My 20s was filled of crazy adventures and enjoyable stories. Now that I'm 30, does that mean I should be boring now? Should I be less fun since I'm already (gulp) old?
If you're turning 30 soon (or you're already in your 30s), this doesn't mean it's the end of being a lively person. It just means that you now know how to live your life better and not go at it one day at a time. Here are some realities about the lives of 30 somethings that you may be able to relate to know:
You actually know what the hell you're talking about.
You know the saying "Fake it till you make it?" Well, you no longer have to fake it. At this point in your life, you actually do know what you're talking about. And often, this gives you the opportunity to train interns or new hires in your office. All that hard work has finally paid off!
You're actually fine with having fewer friends.
No, it's not because you just decided to stay close with a few friends. Life in your 30s means you have less time to deal with drama brought along by toxic people. You actually value the people who have stayed with you through thick and thin and know that they are your true friends.
You don't want to deal with drama.
Going back to the previous point, you already know if someone is going to be too much to handle and avoid putting yourself in that situation. You can identify bad company and know you have nothing to lose if you stay away.
You don't get offended when people say you're starting to look like your mom.
In fact, you greatly appreciate it when people compare you with your parents and say that you're starting to be like them. Not to mention, your relationship with your parents have already gotten stronger and you can relate to how they feel sometimes.
You feel at home in your house.
Particularly if you lived in a dorm during College, being at home feels better all the time. And there are just some days when you prefer to stay home.
Your taste in fashion has toned down.
You can only laugh at yourself when you try to remember that you used to dress just like everybody else when you were in your 20s. You know now that when you shop, you're buying a piece that will be comfortable to wear and not something that will only be trendy. Oh, and bonus points if you can re-wear them and pair them with different items in your closet!
You're all too familiar with "this too shall pass".
You know that when you're in a bad situation, it won't last very long. You've seen it happen before and know that it is a learning opportunity for you to be better in the future.
You worry less about certain things.
You don't let small things affect you and freak you out since you know they're not worth your time or attention.
You can cook a decent meal for yourself.
At this point in your life, you already know how much money you can save when you cook your meals at home instead of eating out all the time. Plus, you may have even found cooking to be therapeutic.
You know how to treat yourself.
And because you know you're saving money by cooking your meals, you also give yourself a break from time to time and go for an enjoyable treat. This is why you savor these treats more.
You've finally saved money for yourself.
And yes, it's still a continuous process.
You can finally laugh at your mistakes.

(Data extracted from a collection)
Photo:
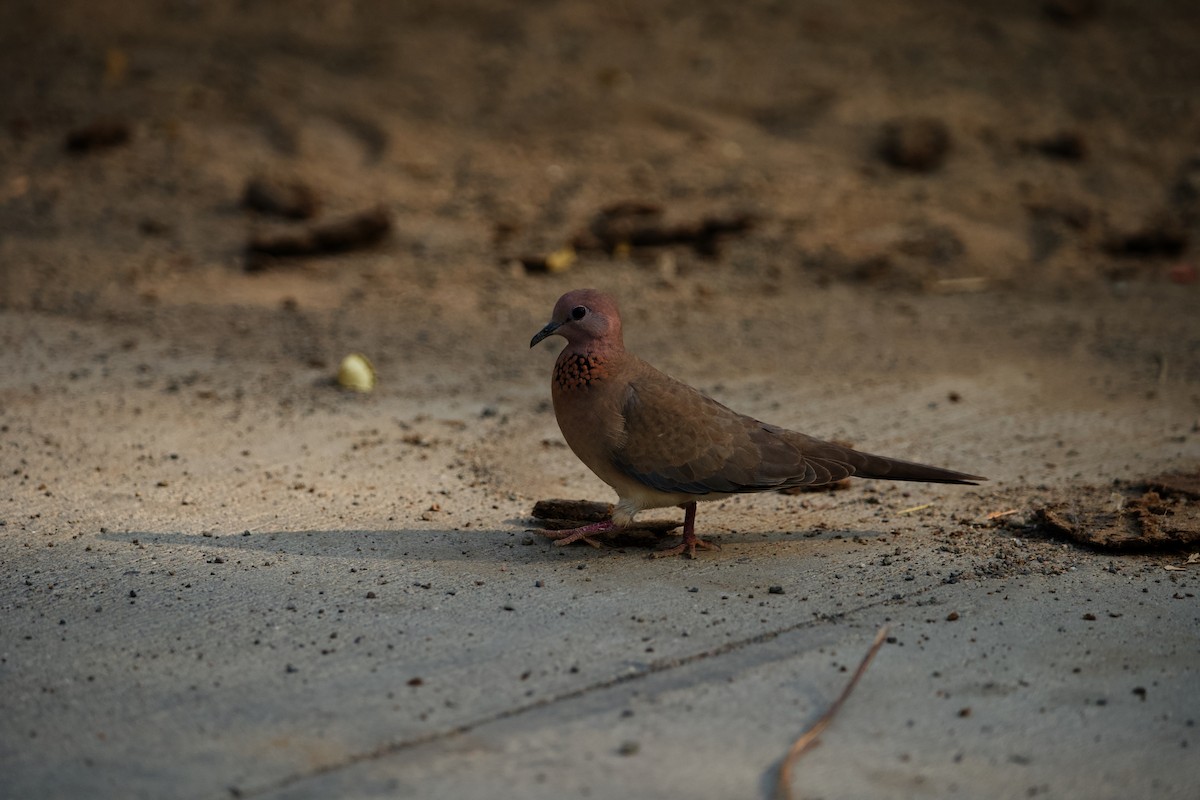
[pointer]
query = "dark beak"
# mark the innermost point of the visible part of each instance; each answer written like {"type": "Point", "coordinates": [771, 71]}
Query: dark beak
{"type": "Point", "coordinates": [544, 332]}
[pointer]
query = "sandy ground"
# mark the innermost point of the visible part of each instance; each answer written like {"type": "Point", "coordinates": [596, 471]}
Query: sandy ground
{"type": "Point", "coordinates": [227, 577]}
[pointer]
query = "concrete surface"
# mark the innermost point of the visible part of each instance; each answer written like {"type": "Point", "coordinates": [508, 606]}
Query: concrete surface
{"type": "Point", "coordinates": [223, 581]}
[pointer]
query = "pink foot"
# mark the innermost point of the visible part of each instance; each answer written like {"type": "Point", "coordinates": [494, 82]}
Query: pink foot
{"type": "Point", "coordinates": [690, 541]}
{"type": "Point", "coordinates": [582, 534]}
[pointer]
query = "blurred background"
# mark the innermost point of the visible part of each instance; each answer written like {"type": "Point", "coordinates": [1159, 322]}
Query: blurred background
{"type": "Point", "coordinates": [925, 145]}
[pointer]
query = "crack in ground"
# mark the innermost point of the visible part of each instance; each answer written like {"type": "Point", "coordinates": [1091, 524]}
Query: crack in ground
{"type": "Point", "coordinates": [654, 668]}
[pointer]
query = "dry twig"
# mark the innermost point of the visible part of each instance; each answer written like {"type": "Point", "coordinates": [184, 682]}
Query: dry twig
{"type": "Point", "coordinates": [808, 740]}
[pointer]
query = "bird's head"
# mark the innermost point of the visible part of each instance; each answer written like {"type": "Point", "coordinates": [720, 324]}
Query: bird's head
{"type": "Point", "coordinates": [586, 318]}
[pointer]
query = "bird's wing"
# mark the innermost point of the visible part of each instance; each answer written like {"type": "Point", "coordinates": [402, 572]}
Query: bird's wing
{"type": "Point", "coordinates": [678, 440]}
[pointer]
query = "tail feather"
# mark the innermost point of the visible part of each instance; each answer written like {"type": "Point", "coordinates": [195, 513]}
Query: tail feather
{"type": "Point", "coordinates": [893, 469]}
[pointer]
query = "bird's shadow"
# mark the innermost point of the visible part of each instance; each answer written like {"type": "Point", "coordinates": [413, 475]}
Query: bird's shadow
{"type": "Point", "coordinates": [521, 542]}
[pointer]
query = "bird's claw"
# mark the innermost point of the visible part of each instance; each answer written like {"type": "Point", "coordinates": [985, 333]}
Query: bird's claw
{"type": "Point", "coordinates": [562, 537]}
{"type": "Point", "coordinates": [570, 537]}
{"type": "Point", "coordinates": [685, 546]}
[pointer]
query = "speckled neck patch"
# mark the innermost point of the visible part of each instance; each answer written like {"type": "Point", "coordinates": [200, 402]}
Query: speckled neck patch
{"type": "Point", "coordinates": [579, 371]}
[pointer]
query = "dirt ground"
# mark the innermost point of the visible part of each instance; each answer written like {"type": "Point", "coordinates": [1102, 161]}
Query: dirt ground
{"type": "Point", "coordinates": [966, 234]}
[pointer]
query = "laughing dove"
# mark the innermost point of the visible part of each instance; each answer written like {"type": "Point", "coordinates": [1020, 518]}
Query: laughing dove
{"type": "Point", "coordinates": [660, 443]}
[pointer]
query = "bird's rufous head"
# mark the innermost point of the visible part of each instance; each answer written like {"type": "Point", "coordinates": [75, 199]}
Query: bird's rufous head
{"type": "Point", "coordinates": [585, 318]}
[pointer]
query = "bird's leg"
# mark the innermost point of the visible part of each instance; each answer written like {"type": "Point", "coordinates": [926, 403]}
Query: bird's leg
{"type": "Point", "coordinates": [690, 541]}
{"type": "Point", "coordinates": [580, 534]}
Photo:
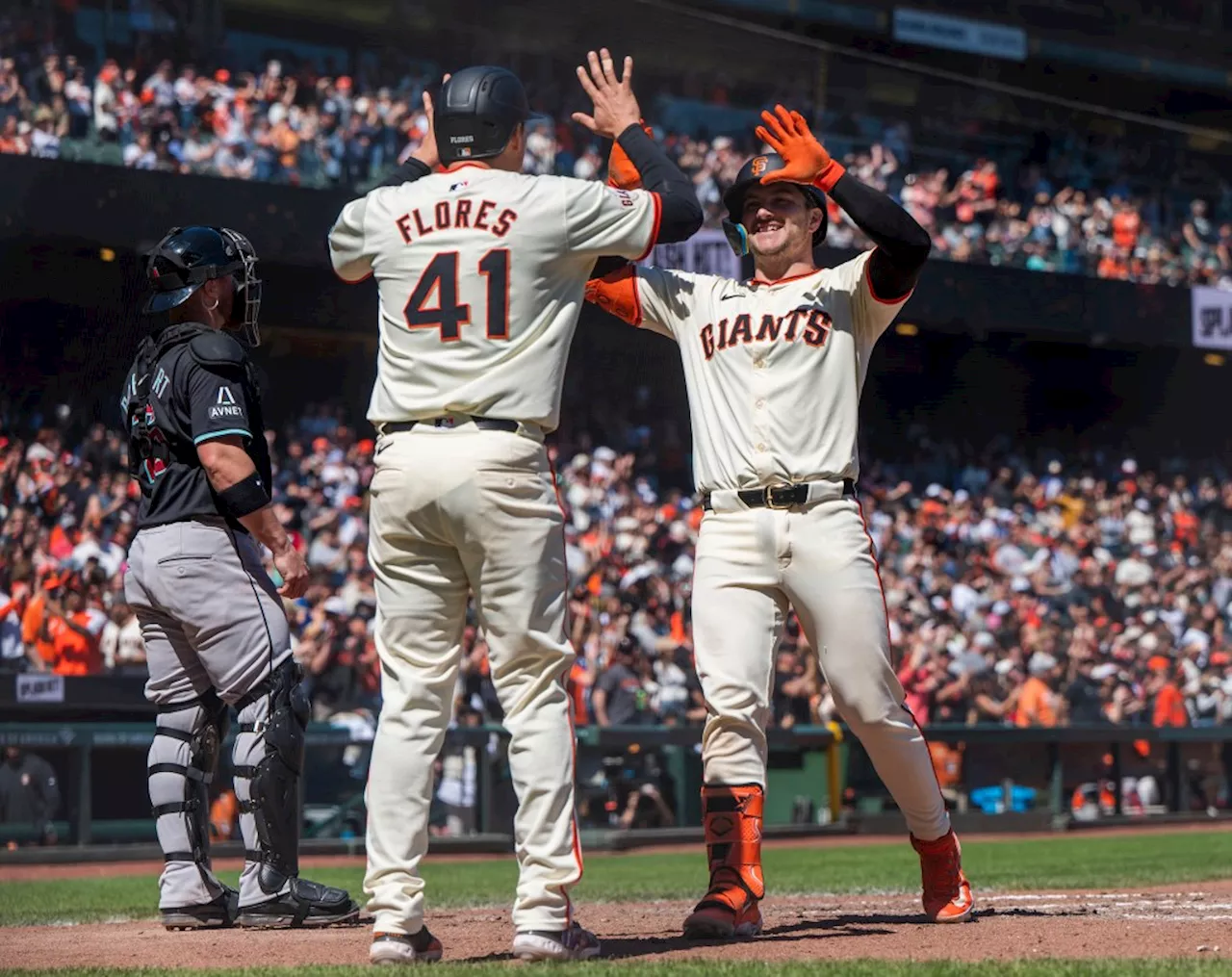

### Your objective
In the article on life in your 30s:
(a) What opportunity does actually knowing what you're talking about often give you at work?
(b) When you shop now, what kind of piece are you buying instead of something that will only be trendy?
(c) Besides saving money, what might you have found cooking to be?

### Exercise response
(a) The chance to train interns or new hires in your office.
(b) A piece that will be comfortable to wear.
(c) Therapeutic.